== EXTRACTED RECORDS ==
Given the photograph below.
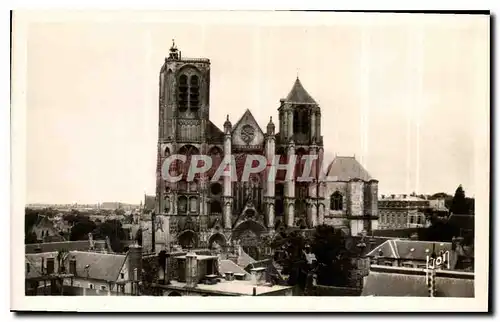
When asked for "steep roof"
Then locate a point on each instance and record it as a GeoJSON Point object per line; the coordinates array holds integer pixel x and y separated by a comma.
{"type": "Point", "coordinates": [35, 263]}
{"type": "Point", "coordinates": [248, 118]}
{"type": "Point", "coordinates": [56, 246]}
{"type": "Point", "coordinates": [398, 284]}
{"type": "Point", "coordinates": [227, 265]}
{"type": "Point", "coordinates": [214, 134]}
{"type": "Point", "coordinates": [244, 259]}
{"type": "Point", "coordinates": [298, 94]}
{"type": "Point", "coordinates": [105, 267]}
{"type": "Point", "coordinates": [409, 249]}
{"type": "Point", "coordinates": [347, 168]}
===
**EXERCISE OBJECTIVE**
All entries above should be returned exactly, apart from their pictures.

**RESPONSE**
Given the photograph below.
When asked for "steep roof"
Then locate a point on each instance and record it as a GeoJSON Point object per line; the coordinates array holds integer pixel x and y separated by a comma.
{"type": "Point", "coordinates": [35, 263]}
{"type": "Point", "coordinates": [248, 118]}
{"type": "Point", "coordinates": [56, 246]}
{"type": "Point", "coordinates": [398, 284]}
{"type": "Point", "coordinates": [227, 265]}
{"type": "Point", "coordinates": [214, 134]}
{"type": "Point", "coordinates": [244, 259]}
{"type": "Point", "coordinates": [298, 94]}
{"type": "Point", "coordinates": [105, 267]}
{"type": "Point", "coordinates": [409, 249]}
{"type": "Point", "coordinates": [347, 168]}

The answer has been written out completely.